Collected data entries
>> Start

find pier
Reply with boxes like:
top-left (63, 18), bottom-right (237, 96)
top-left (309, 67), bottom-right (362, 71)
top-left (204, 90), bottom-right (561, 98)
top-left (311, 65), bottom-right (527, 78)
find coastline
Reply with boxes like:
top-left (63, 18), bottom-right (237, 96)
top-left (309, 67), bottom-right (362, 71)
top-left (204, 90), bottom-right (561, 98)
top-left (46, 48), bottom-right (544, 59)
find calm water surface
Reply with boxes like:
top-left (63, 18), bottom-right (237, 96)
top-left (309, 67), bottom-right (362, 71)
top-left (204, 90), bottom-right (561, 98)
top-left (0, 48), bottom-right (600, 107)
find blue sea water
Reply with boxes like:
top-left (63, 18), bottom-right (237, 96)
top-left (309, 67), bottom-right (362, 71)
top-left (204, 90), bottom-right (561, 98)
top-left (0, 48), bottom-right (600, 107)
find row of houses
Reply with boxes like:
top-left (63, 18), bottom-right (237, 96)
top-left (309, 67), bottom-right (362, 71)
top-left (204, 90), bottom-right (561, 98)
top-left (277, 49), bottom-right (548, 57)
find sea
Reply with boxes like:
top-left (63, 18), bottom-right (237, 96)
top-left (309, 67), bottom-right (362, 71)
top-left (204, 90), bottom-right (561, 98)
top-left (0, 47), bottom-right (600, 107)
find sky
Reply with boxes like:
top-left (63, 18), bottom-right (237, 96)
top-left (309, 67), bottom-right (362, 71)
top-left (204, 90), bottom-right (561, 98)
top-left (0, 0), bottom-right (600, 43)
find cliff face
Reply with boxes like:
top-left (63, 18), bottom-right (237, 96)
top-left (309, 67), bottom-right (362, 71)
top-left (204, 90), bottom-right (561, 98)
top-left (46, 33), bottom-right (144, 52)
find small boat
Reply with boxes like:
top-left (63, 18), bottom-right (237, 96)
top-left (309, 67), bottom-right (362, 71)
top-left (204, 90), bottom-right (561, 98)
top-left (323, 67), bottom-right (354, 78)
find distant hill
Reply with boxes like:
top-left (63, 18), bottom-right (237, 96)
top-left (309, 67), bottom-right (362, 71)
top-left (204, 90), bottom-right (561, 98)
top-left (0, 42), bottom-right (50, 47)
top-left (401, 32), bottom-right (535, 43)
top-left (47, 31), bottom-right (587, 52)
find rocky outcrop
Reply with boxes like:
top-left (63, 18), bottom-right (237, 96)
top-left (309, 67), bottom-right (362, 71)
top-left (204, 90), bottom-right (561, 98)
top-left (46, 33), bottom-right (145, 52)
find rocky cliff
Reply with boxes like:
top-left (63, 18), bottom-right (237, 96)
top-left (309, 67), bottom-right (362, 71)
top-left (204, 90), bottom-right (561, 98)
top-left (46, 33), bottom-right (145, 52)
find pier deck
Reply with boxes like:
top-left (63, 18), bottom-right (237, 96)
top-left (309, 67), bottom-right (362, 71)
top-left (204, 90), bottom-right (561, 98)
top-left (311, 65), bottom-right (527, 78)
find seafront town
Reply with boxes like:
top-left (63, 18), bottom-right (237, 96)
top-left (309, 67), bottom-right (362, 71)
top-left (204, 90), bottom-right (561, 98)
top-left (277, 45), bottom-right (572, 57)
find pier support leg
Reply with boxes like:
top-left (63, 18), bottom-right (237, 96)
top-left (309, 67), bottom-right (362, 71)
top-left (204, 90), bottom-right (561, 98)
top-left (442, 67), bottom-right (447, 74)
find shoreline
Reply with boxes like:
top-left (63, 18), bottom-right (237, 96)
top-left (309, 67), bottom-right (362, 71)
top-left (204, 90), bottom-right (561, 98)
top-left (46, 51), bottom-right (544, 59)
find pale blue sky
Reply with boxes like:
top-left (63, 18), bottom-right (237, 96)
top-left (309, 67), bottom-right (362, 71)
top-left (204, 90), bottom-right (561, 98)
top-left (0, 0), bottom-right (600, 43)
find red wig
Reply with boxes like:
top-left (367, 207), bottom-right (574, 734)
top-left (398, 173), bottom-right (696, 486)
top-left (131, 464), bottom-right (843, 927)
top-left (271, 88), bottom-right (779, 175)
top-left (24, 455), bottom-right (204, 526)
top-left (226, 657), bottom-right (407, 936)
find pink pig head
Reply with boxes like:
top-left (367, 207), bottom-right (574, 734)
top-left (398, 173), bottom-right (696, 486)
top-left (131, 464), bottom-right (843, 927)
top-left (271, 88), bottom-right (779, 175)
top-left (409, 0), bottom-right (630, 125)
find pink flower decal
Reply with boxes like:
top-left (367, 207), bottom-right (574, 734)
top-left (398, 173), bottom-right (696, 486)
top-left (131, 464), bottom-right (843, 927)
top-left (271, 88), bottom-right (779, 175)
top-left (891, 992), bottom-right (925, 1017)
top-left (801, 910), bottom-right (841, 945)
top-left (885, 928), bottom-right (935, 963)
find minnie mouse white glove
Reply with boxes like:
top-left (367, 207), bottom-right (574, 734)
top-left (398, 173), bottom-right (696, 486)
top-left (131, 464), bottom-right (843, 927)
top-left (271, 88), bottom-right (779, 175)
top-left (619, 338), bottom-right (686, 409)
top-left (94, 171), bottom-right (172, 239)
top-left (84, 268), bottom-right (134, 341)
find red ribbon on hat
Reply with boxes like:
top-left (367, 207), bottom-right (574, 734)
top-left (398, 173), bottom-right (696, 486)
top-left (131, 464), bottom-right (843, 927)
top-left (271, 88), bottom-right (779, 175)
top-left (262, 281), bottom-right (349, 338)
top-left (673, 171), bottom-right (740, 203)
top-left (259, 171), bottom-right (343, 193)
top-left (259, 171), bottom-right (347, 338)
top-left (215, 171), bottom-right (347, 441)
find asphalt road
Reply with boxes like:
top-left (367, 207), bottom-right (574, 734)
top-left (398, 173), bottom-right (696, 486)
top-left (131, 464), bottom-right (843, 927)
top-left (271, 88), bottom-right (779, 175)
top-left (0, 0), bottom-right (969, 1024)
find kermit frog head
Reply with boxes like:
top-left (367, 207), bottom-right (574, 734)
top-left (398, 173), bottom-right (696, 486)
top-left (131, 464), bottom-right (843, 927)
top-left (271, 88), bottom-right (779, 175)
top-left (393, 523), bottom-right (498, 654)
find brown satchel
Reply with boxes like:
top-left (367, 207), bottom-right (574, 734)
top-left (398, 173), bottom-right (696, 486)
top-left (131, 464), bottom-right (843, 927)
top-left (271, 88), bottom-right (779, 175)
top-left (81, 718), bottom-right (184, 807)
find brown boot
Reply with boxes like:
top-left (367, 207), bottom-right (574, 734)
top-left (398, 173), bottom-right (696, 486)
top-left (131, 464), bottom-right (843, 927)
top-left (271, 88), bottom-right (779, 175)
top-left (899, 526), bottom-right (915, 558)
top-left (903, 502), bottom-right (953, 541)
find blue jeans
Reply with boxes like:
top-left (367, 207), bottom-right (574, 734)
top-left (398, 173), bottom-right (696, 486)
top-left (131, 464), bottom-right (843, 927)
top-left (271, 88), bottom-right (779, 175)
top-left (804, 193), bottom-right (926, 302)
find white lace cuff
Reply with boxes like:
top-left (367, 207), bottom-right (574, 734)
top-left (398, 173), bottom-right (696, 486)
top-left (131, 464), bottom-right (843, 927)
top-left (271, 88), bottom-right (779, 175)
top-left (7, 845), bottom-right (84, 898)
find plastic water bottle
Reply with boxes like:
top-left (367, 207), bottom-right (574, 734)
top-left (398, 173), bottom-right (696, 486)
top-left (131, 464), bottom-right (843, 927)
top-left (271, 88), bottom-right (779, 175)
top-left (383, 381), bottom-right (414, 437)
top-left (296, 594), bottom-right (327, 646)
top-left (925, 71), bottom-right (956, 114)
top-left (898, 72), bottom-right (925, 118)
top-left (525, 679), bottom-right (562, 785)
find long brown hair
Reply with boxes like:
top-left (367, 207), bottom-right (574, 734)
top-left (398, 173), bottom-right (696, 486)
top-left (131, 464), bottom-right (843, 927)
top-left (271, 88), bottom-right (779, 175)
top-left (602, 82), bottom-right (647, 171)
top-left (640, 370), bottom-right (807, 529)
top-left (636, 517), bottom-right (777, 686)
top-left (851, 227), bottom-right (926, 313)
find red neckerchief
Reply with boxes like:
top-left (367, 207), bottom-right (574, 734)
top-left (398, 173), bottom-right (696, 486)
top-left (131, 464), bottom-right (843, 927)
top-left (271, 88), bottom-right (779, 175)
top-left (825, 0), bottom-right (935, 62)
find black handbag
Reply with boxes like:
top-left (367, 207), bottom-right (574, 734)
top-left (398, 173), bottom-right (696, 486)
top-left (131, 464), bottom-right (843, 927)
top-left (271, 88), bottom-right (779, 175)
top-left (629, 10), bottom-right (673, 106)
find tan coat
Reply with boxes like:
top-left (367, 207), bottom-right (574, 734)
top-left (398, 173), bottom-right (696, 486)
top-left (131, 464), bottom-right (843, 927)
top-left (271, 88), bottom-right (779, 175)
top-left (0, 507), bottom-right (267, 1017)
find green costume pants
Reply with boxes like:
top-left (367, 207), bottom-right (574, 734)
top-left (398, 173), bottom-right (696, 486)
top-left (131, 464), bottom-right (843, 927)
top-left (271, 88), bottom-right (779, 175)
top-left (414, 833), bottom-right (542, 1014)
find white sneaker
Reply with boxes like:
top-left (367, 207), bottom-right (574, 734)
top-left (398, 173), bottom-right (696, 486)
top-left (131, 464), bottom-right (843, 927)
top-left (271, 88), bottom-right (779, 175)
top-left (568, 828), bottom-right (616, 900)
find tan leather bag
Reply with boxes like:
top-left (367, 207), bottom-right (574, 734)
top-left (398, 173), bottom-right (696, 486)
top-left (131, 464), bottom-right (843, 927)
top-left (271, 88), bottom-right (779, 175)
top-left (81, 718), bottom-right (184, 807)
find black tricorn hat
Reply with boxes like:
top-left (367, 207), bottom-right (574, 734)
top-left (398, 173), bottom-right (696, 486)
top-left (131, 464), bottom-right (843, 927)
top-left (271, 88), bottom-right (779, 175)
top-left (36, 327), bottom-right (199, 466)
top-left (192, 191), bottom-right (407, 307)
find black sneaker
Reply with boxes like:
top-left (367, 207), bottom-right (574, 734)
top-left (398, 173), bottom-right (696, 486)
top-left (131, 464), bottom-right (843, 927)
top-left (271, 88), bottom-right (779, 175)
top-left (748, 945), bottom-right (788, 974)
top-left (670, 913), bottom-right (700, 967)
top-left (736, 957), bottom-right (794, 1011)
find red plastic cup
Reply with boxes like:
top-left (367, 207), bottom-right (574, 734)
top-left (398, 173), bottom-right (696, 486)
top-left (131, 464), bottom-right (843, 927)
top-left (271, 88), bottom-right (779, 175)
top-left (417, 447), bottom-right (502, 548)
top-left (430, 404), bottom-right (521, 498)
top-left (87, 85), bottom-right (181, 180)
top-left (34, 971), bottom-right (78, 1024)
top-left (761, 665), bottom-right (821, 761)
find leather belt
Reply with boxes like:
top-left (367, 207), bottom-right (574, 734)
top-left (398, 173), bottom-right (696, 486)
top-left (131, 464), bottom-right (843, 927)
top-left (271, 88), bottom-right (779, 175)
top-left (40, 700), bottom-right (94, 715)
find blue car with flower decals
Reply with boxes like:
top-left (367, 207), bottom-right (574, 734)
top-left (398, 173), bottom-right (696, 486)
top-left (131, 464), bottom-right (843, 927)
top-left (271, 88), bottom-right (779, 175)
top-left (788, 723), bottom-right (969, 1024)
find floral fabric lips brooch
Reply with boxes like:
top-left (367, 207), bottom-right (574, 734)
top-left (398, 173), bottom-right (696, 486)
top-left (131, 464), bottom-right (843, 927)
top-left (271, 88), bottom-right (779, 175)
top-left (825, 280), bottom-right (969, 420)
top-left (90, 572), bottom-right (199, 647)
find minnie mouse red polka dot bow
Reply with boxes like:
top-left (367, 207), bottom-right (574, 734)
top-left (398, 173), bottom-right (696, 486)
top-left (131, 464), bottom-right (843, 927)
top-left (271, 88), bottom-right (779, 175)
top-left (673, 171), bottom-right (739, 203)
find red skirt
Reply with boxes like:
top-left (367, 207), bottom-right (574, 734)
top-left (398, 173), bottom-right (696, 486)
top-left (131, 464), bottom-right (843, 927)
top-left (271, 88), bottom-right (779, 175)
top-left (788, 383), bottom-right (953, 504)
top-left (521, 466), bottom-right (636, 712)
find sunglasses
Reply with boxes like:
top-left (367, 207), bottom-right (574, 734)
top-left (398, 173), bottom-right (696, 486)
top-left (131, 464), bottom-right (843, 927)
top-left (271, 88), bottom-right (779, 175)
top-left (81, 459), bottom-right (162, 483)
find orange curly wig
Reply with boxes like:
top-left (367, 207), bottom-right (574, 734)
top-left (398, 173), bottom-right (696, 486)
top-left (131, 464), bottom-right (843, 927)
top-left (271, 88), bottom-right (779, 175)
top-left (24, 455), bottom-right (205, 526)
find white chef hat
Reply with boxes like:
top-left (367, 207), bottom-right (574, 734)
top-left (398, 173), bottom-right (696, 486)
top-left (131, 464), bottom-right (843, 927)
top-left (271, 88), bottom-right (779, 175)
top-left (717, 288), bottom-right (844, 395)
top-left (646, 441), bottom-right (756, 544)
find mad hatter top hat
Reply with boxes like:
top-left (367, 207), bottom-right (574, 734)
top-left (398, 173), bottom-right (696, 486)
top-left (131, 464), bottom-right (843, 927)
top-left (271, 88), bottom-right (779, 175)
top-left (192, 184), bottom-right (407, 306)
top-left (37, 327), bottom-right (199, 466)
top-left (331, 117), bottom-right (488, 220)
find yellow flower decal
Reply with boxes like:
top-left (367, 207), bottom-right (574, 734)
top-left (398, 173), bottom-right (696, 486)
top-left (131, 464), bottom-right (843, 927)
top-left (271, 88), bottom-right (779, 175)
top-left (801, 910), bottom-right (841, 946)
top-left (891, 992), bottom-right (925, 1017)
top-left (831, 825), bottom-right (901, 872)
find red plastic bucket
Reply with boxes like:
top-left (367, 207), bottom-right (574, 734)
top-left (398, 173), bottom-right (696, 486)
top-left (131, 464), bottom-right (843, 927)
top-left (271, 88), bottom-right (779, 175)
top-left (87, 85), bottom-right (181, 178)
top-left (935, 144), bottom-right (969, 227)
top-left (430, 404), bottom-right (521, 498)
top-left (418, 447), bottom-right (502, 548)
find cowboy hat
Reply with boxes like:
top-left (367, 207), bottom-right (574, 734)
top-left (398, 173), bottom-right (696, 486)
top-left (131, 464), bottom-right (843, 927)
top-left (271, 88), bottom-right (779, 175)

>> End

EXERCISE GOAL >> Can you copy out, word for word, the lines of the records that start with the line containing "find cliff face" and go on through the line containing "top-left (47, 31), bottom-right (587, 52)", including both of those lines?

EXERCISE OUTPUT >>
find cliff face
Reply with boxes like:
top-left (63, 18), bottom-right (237, 96)
top-left (309, 67), bottom-right (362, 71)
top-left (204, 90), bottom-right (561, 98)
top-left (46, 33), bottom-right (144, 52)
find small boat
Reply with boxes like:
top-left (63, 18), bottom-right (237, 96)
top-left (309, 67), bottom-right (362, 71)
top-left (204, 90), bottom-right (561, 98)
top-left (323, 67), bottom-right (354, 78)
find distant hill
Reply with boxes like:
top-left (63, 18), bottom-right (237, 96)
top-left (309, 67), bottom-right (362, 71)
top-left (204, 90), bottom-right (561, 98)
top-left (0, 42), bottom-right (50, 47)
top-left (401, 32), bottom-right (535, 43)
top-left (47, 31), bottom-right (587, 52)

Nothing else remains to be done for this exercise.